═══ MATERIAL PROVIDED
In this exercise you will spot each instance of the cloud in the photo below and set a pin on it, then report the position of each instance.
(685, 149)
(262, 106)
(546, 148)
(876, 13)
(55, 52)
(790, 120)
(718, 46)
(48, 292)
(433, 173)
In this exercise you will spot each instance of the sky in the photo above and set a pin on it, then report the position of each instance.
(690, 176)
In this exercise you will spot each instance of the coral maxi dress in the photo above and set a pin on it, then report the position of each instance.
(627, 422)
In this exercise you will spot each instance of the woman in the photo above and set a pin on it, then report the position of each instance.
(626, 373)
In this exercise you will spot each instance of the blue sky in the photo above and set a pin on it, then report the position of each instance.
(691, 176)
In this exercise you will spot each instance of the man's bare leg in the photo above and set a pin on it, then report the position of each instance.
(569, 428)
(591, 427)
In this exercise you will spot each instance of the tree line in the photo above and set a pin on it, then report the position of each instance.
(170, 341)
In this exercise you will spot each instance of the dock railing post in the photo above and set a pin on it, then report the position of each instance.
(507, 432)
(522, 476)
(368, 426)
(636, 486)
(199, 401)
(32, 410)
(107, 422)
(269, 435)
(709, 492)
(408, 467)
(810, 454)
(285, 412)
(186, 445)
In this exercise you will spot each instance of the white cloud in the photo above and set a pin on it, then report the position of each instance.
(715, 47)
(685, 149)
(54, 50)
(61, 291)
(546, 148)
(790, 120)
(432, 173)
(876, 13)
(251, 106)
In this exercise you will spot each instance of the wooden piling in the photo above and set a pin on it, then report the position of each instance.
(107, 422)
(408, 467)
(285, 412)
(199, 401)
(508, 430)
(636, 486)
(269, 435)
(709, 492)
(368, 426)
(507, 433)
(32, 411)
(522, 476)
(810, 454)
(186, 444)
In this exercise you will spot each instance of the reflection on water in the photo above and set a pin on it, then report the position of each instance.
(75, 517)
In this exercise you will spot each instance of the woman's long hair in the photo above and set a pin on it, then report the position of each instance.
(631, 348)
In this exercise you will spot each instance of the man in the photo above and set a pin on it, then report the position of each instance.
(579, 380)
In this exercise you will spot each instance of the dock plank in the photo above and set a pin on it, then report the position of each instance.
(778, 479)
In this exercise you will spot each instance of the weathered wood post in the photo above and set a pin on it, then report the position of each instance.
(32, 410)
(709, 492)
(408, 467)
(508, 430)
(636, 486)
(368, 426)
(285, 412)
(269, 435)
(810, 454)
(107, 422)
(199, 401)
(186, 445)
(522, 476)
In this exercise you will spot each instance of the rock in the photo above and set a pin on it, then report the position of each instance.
══════
*PROBLEM DESCRIPTION:*
Lines from the one containing "In this exercise you will spot each instance of the weathered" through the final line of the entries are the only ones to print, and each must match exactly.

*RESULT:*
In this exercise you will spot each instance of the weathered wood post in the photo above and set a pin on it, then report the position of each instance.
(32, 410)
(709, 492)
(408, 467)
(508, 430)
(636, 486)
(368, 426)
(285, 412)
(269, 435)
(810, 454)
(107, 422)
(199, 401)
(186, 445)
(522, 476)
In this exercise you will spot each instance of the rock in the photo above and set a pin on it, then report the position of each instance.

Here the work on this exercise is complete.